> Text:
....
Definition:   Independence, license to do what one wants.

Is that really freedom?  License to do what one wants?  I don’t know.

I know I can do whatever I want, but sometimes doing what I want makes me miserable.  Lets take eating, if I overeat, I get a stomach ache, I get overweight, unhealthy… but boy did I want to have that extra piece of garlic bread!  I had freedom, but what it got me was a stomach ache and potentially becoming a slave to my stomach.

Slave… interesting word.  Can one persons freedom enslave someone else?  Lets look at child abuse.  My daughter has the freedom to live a life where she is loved, protected and nurtured.  And she does.  She has rights to her own body and no one better cross that line and take away her right to freedom from abuse.  Many are not so lucky though.  They live a life of abuse that no one seems to care about, or one that no one even knows about.

One could even say that the person abusing that child has the “freedom” to do so.  Everyone’s idea of abuse is different.  While mine may be this… “Anyone who violates a child’s body, mind or spirit with either physical, mental, spiritual or sexual abuse has violated that child’s freedom to live a life of safety and freedom from abuse.”  But I have heard it clearly said by many who in my opinion are just pure evil that children should be called lucky to have someone touch them in the way that they do.  Abuse, like all things is in the eye of the beholder.  And some eyes are much more evil than others.
....
> Provided records:

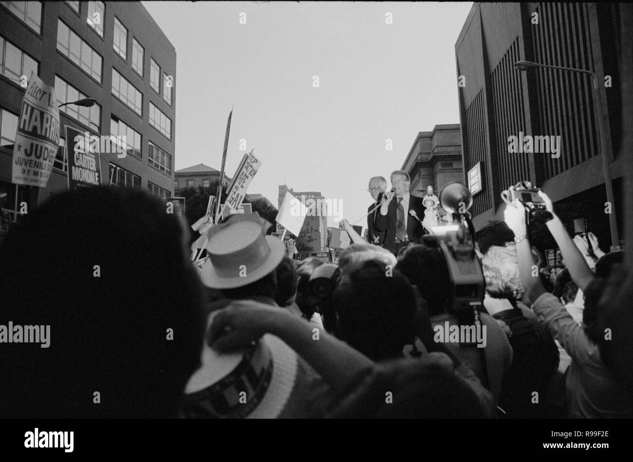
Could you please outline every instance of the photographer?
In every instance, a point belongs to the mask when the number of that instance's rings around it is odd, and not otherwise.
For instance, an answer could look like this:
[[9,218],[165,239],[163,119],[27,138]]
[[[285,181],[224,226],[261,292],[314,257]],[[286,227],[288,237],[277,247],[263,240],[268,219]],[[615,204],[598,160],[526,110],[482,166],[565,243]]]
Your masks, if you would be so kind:
[[513,207],[506,207],[505,219],[515,235],[521,283],[533,301],[532,308],[572,357],[566,379],[568,415],[573,418],[630,418],[633,416],[633,397],[630,390],[605,365],[600,354],[601,348],[608,341],[602,326],[608,323],[604,320],[604,311],[598,309],[605,281],[594,277],[562,222],[554,214],[551,200],[542,191],[538,194],[553,215],[547,226],[560,248],[572,278],[585,294],[582,326],[558,298],[545,291],[540,279],[531,276],[525,210],[520,200],[515,200]]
....
> Requests:
1. Translate this sentence from the essay on freedom into Spanish: "I know I can do whatever I want, but sometimes doing what I want makes me miserable."
2. In the essay on freedom, what did the writer want to eat despite the stomach ache it caused?
3. Carry the essay on freedom forward from its last sentence.

> Task-by-task outputs:
1. Sé que puedo hacer lo que quiera, pero a veces hacer lo que quiero me hace sentir infeliz.

2. An extra piece of garlic bread.

3.
When I think about FREEDOM it also makes me think about things I have lived through and about how I used to beg God to free me from those things.  I used to pray at night for God to stop my dad from drinking… from doing drugs… from raging with violence… from pointing guns and shouting and screaming.  I used to think all those prayers went unheard.  I mean, where was God, why didn’t HE save me?

But when one looks in the Word of God they see that clearly we have all been given the freedom of choice… I am allowed to live differently than my family before me… or the same.  Sadly many make the same choice their families have made for generations.  For me, I choose differently… I choose God’s way.

Where was God when I was filled with fear daily?  Why didn’t he stop my dad?  My dad was stopped.  He could have killed me on many occasions but just like Job, God allowed me to be put through fire for a purpose but the enemy was not allowed to take my life.  My dad was given the choice to be what his flesh wanted or to be what God wanted.  He chose his flesh… I was the receiver of that choice, but I was also protected!  My dad finally stopped drinking in the years before his death and our relationship was good, because God is good.  There was restoration.

Where was God when I was filled with fear?  Holding me tight, pulling me close, whispering in my ear that He has me… He is holding me… He is protecting me… He wont let go.  For me, God is my freedom.  Nothing else matters or even comes close.  There will be more bad things that happen in my life, it is guaranteed.  But God is my freedom to live through it no matter what happens, knowing that He will not let a hair on my head be touched unless it is for the best.  Living through what God let me live through has given me a perspective not many have and it has given me a love for hurting not many have.  That is a blessing.

There are many out there suffering by the hands of others, child abuse is an epidemic, and slavery is growing in such leaps and bounds that it cannot be controlled in even the most humane areas like the U.S.  I pray each day that His freedom reaches those suffering, and for those causing the pain, I pray also for Gods salvation and if not that, then His wrath because only He knows our hearts deep down inside.

Please take the time to get involved in others lives, notice who is hurting, purpose to help them.  That is true Freedom.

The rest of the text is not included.